▶ _Условия упражнения_:
[A] Когда, согласно тексту об антисемитской кампании Муссолини, эта кампания была начата?
[B] Перепишите без изменений отрывок из текста об антисемитской кампании Муссолини, начиная со слов «Последствия этого дали» и заканчивая словами «количества смешанных браков.» включительно.
[C] Допишите следующий фрагмент текста об антисемитской кампании Муссолини, продолжив его сразу после последнего приведенного предложения.

▶ _Текст документа_:
════

Шрифт:
Интервал:
Закладка:
Аншлюсс явился сюрпризом для итальянского диктатора; это видно из того, как реагировала на это пресса, или, вернее, из того, что она никак не реагировала. До сих пор, если происходило какое-нибудь важное событие, пресса немедленно получала директивы, разъясняющие официальную точку зрения: указывалось, в каком духе следует комментировать событие, сколько места отвести ему в газете и даже какого размера должен быть шрифт заголовков. Но когда пришло сообщение об аншлюссе, газеты и радио в течение нескольких часов не знали, какую им следует занять позицию. Ни обсуждений, ни «официальных высказываний» по поводу этого «хода» Гитлера не было. Муссолини еще не решил, заявить ли ему громогласно, что он считает себя оскорбленным (а он, несомненно, считал себя оскорбленным), то есть признать, что его одурачили, или выразить свое полное одобрение и примириться с совершившимся фактом. Вскоре печать разразилась бурными похвалами государственному уму Гитлера, ратуя за союз двух наций, которые всегда стремились быть едины. Муссолини предпочел не позорить себя, но Италия стала рабой Германии.
Последствия этого дали себя чувствовать очень скоро. В том же 1938 году летом Муссолини начал антисемитскую кампанию без всяких причин или предлогов, без всяких приготовлений. В Италии не было настоящего антисемитизма, так неоднократно заявлял и сам Муссолини. Правда, были профессии, к которым был затруднен доступ евреям. Правда, профессор Леви-Чивитта, математик с мировым именем, не был членом Королевской академии Италии, несмотря на то, что его кандидатура не раз выдвигалась академиками. Правда, отец мой неожиданно и без всякой причины был уволен с действительной службы во флоте и переведен в запас. Но все это были отдельные случаи. В Италии не было деления на евреев и «арийцев», были только итальянцы. Евреи составляли одну тысячную населении, и число их постепенно уменьшалось в результате все возраставшего количества смешанных браков.
Незадолго до нашего отъезда я слышала в Риме, как один человек, по виду рабочий, говорил другому: «Вот теперь высылают евреев. А кто они такие, эти евреи?»
Евреев не было ни в южной Италии, ни в Сицилии. Рассказывают, что Муссолини получил телеграмму от подесты[16] — мэра какой-то захолустной сицилийской деревушки касательно антисемитской кампании. Текст: «Вышлите образцы, чтобы мы могли начать кампанию».

════

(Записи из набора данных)
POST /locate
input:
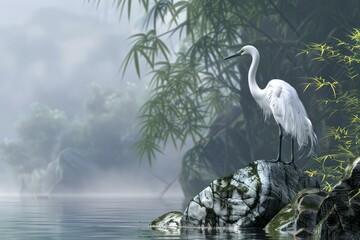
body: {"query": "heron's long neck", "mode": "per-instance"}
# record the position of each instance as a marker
(255, 90)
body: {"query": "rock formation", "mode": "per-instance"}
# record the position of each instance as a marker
(252, 196)
(314, 213)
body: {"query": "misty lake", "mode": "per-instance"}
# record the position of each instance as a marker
(97, 218)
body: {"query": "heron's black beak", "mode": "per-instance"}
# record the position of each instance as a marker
(232, 56)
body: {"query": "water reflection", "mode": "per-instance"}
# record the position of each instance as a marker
(99, 218)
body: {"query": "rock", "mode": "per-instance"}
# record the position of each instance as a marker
(338, 216)
(167, 222)
(299, 217)
(317, 214)
(250, 197)
(226, 140)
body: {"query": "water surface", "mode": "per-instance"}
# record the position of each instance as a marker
(98, 218)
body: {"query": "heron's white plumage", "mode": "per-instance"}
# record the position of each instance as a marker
(281, 100)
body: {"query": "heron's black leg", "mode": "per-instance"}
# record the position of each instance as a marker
(292, 151)
(278, 159)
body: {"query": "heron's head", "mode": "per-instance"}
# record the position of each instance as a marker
(243, 51)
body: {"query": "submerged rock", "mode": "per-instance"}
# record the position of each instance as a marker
(167, 222)
(314, 213)
(298, 217)
(251, 196)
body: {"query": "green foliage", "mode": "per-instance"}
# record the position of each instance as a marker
(191, 85)
(342, 101)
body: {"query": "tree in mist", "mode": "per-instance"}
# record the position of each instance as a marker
(38, 133)
(191, 86)
(104, 134)
(108, 130)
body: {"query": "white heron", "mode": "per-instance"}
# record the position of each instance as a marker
(282, 101)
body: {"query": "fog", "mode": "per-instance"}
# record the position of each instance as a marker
(51, 53)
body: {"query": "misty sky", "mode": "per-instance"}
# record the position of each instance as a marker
(50, 52)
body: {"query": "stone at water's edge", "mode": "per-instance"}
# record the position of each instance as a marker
(250, 197)
(320, 215)
(167, 222)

════

▶ _Ожидаемые ответы_:
[A] Летом 1938 года.

[B]
Последствия этого дали себя чувствовать очень скоро. В том же 1938 году летом Муссолини начал антисемитскую кампанию без всяких причин или предлогов, без всяких приготовлений. В Италии не было настоящего антисемитизма, так неоднократно заявлял и сам Муссолини. Правда, были профессии, к которым был затруднен доступ евреям. Правда, профессор Леви-Чивитта, математик с мировым именем, не был членом Королевской академии Италии, несмотря на то, что его кандидатура не раз выдвигалась академиками. Правда, отец мой неожиданно и без всякой причины был уволен с действительной службы во флоте и переведен в запас. Но все это были отдельные случаи. В Италии не было деления на евреев и «арийцев», были только итальянцы. Евреи составляли одну тысячную населении, и число их постепенно уменьшалось в результате все возраставшего количества смешанных браков.

[C]
Никаких признаков расовой политики еще не замечалось в начале июля, когда я уехала из Рима с детьми на лето в Альпы. Мы наняли домик в Сан-Мартино-ди-Кастроцца; это один из самых живописных курортов в Доломитовых Альпах; он стоит, как в ограде: высокие и до того тонкие скалы, что кажется, будто они двух измерений, замыкают его со всех сторон, словно частокол из деревянных лопат. За этим частоколом, в широкой бухте, окаймленной зелеными лугами, я чувствовала себя совершенно отрезанной от мира. Я наслаждалась растительной жизнью, предавалась блаженной лени, глядя, как дети расцветают на солнце, покрываясь здоровым загаром, и совсем забыла про фашизм, про нацизм и про беспорядки в Европе. Я не читала газет, не слушала радио.
Энрико приехал в Сан-Мартино в августе. Вид у него был очень озабоченный; я спросила, что с ним такое.
— Неужели ты не видишь, что у нас происходит?
В голосе его слышалось удивление, но еще больше осуждение, глубокое осуждение, которое задело меня тем больнее, что он больше ничего не сказал. Пусть бы он меня побранил или рассердился — все было бы легче, но этого я никогда не видала от Энрико.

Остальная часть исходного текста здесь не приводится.